Given task: Format the rows from the one containing "In this photo, where can the green basketball" through the last row as a Markdown table with two columns, No. and Line. Number each row and leave out any blank lines.

>> Begin Material

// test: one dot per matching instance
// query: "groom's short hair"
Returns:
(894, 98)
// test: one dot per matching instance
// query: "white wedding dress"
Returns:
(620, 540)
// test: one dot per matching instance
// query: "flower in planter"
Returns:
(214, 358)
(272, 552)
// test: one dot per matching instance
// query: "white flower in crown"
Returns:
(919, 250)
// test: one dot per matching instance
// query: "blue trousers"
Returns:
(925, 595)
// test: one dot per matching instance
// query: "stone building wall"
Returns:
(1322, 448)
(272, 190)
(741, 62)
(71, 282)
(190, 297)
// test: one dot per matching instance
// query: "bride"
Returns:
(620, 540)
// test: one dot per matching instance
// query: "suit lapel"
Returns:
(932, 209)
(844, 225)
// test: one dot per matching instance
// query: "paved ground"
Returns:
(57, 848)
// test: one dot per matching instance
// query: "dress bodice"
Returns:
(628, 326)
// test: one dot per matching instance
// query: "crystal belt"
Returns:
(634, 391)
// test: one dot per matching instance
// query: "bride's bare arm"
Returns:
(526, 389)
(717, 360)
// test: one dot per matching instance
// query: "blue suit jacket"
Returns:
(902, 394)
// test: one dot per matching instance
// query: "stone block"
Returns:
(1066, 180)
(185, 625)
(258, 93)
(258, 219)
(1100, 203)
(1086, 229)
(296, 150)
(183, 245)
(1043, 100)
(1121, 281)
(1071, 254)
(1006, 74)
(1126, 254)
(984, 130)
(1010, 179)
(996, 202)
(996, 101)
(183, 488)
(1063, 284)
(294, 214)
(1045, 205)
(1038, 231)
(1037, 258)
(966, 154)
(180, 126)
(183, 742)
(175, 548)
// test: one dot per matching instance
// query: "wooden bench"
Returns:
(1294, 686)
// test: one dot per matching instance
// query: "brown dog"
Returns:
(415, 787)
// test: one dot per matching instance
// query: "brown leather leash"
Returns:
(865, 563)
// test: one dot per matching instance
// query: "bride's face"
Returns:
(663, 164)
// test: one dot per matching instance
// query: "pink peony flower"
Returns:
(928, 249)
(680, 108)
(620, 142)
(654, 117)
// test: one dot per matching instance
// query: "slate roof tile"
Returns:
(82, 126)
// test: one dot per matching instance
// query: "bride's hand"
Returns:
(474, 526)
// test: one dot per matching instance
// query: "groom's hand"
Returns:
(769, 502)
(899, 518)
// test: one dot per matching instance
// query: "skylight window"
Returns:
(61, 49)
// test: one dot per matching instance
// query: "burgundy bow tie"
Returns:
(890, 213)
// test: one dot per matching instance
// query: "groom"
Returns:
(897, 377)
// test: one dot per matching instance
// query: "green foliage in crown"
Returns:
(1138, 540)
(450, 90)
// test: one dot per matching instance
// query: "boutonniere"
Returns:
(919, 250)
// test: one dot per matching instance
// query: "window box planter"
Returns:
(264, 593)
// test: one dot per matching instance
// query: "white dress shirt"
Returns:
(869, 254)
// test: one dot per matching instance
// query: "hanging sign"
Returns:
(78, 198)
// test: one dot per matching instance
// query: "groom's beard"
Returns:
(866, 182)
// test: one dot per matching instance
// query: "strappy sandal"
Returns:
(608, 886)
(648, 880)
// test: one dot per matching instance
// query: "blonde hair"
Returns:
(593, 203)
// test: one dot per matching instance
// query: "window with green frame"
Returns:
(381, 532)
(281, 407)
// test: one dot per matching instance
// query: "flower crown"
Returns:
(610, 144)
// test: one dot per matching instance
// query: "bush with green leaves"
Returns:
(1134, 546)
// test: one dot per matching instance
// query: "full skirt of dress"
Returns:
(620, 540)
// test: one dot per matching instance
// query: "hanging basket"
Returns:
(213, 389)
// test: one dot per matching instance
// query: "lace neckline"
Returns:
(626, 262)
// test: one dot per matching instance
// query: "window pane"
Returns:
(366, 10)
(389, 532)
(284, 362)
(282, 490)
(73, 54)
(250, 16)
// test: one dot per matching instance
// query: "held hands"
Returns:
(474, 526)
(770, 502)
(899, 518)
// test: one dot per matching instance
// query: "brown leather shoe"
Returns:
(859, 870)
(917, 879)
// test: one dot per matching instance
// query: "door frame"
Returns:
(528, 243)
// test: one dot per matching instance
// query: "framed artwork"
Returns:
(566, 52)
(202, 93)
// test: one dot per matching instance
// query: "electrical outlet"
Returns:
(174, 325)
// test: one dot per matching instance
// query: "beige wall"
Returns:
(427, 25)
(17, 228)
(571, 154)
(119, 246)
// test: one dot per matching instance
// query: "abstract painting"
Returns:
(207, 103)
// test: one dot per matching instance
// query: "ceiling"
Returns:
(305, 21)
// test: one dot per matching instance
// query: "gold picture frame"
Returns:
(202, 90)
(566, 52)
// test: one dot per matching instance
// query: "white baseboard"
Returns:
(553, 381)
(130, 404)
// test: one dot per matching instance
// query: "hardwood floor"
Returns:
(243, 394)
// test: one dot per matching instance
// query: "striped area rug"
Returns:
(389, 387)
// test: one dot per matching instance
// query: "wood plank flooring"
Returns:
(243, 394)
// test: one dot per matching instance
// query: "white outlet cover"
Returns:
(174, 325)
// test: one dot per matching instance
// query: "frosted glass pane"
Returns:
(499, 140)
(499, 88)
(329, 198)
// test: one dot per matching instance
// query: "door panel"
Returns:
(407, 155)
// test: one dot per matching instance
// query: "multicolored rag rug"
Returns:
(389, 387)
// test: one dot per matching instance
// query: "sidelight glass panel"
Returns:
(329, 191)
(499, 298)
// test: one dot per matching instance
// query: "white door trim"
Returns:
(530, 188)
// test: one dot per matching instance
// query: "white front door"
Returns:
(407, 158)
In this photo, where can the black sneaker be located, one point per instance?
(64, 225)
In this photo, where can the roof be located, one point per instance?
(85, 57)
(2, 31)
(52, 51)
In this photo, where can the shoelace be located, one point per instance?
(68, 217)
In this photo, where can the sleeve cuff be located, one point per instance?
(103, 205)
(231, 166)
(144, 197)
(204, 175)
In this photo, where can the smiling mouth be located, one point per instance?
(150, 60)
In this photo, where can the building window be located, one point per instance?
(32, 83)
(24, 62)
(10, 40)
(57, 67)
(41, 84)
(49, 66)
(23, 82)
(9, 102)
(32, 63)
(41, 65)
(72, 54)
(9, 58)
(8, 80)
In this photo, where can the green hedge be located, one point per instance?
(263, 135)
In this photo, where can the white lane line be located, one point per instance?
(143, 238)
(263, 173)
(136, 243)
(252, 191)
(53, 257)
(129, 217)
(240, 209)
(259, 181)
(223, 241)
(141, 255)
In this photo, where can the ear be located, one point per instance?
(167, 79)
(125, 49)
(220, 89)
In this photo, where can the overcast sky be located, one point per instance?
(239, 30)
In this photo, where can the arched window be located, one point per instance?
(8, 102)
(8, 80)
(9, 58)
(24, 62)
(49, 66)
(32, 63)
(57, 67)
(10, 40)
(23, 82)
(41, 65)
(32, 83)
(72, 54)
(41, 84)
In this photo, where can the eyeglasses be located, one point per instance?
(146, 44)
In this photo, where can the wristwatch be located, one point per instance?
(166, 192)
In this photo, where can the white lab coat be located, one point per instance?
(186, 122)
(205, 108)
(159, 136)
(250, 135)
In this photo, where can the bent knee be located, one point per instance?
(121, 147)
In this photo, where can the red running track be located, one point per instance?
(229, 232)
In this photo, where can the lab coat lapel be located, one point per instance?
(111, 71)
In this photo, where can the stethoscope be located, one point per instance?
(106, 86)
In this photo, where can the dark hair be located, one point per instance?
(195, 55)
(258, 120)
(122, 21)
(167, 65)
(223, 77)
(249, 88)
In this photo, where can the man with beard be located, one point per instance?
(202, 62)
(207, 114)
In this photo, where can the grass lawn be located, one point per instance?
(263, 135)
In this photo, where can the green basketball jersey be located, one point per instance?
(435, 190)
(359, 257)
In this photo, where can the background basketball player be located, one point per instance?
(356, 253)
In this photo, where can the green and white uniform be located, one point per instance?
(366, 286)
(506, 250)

>> End Material

Exercise output:
| No. | Line |
|---|---|
| 1 | In this photo, where can the green basketball jersey be located, one point per instance? |
| 2 | (435, 190) |
| 3 | (359, 257) |
| 4 | In this photo, where can the background basketball player be located, one point per instance? |
| 5 | (356, 253) |
| 6 | In this photo, where can the green and white uniform be located, one point per instance? |
| 7 | (366, 286) |
| 8 | (506, 250) |